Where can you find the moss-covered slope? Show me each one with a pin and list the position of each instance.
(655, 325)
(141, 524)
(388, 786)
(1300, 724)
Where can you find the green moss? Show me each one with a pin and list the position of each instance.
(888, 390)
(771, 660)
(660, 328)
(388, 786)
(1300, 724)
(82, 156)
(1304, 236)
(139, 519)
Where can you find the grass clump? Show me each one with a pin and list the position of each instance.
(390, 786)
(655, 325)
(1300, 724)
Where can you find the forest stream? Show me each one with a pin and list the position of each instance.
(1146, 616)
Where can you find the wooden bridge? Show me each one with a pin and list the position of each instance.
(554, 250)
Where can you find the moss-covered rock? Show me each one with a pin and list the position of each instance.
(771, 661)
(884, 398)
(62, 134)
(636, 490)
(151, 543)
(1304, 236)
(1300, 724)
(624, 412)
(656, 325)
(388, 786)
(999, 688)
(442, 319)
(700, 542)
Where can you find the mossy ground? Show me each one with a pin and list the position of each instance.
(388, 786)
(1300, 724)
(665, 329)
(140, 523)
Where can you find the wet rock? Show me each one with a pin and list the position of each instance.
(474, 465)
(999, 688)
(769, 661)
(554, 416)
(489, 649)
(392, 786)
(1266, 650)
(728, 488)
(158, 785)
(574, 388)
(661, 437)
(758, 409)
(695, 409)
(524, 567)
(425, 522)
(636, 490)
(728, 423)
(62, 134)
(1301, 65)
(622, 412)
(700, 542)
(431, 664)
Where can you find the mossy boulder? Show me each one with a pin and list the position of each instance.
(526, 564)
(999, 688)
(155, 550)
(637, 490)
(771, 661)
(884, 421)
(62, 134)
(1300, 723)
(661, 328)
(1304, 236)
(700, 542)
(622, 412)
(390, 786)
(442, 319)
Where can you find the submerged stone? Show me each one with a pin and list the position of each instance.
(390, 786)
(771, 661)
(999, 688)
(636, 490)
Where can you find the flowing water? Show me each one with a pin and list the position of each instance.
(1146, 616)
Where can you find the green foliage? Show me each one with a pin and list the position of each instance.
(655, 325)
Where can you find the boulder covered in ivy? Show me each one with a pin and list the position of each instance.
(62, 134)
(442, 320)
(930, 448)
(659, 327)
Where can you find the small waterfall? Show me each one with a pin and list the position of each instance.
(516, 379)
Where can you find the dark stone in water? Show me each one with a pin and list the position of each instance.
━━━━━━━━━━━━━━━━━━━━
## WRITTEN INSTRUCTION
Please reproduce each line exactly as written.

## CORRECT RESPONSE
Where can you find the moss-covered slope? Show me each one with a pin and list the position of each instance.
(655, 325)
(141, 524)
(388, 786)
(1300, 724)
Where can you find the green moss? Show me each one with a pin and list the position of each instance.
(888, 390)
(771, 660)
(660, 328)
(388, 786)
(1300, 724)
(82, 156)
(1304, 236)
(139, 519)
Where can you find the grass clump? Show me each one with a pin and list the position of each instance.
(390, 786)
(655, 325)
(1300, 724)
Where can you find the forest stream? Show me each one with a pin and list the position of each instance.
(1146, 616)
Where can you find the wooden bridge? Show me each one with a pin and list the position of each instance.
(554, 250)
Where can you find the moss-covered rock? Show me each one with a pin and list the position of each instance.
(771, 661)
(884, 398)
(62, 134)
(636, 490)
(151, 543)
(1304, 236)
(1300, 724)
(624, 412)
(656, 325)
(388, 786)
(999, 688)
(442, 319)
(700, 542)
Where can you find the mossy ground? Show me each one with a pin and list the position of each instance.
(388, 786)
(1300, 724)
(665, 329)
(140, 523)
Where can you find the wet rock? Show me each one with a pin and list the position of each instance.
(474, 465)
(999, 688)
(769, 661)
(554, 416)
(489, 649)
(392, 786)
(1266, 650)
(728, 488)
(158, 785)
(574, 388)
(661, 437)
(758, 409)
(695, 409)
(524, 567)
(425, 522)
(636, 490)
(728, 423)
(62, 134)
(1301, 65)
(622, 412)
(700, 542)
(431, 664)
Where can you find the mossy boulder? Show me each one with a pin and list the position of each instance.
(526, 564)
(999, 688)
(155, 550)
(637, 490)
(771, 661)
(884, 421)
(62, 134)
(1300, 723)
(661, 328)
(1304, 236)
(700, 542)
(622, 412)
(390, 786)
(442, 319)
Where can you find the submerged stone? Show me each one with a pin and list the position of each instance.
(390, 786)
(771, 661)
(999, 688)
(636, 490)
Where can you find the flowing water? Show me each one with a pin and list the position of each instance.
(1146, 616)
Where can you find the green foliage? Show me each one with a pin and list the position of each instance.
(655, 325)
Where can you find the boulder covered in ivy? Show me each one with a pin and list the position of each instance.
(62, 134)
(442, 320)
(930, 448)
(659, 327)
Where can you find the small waterfall? Show me each one with a pin and list the position of each instance.
(516, 379)
Where can you find the dark stone in water? Show me each one with a pin and list the position of each instance.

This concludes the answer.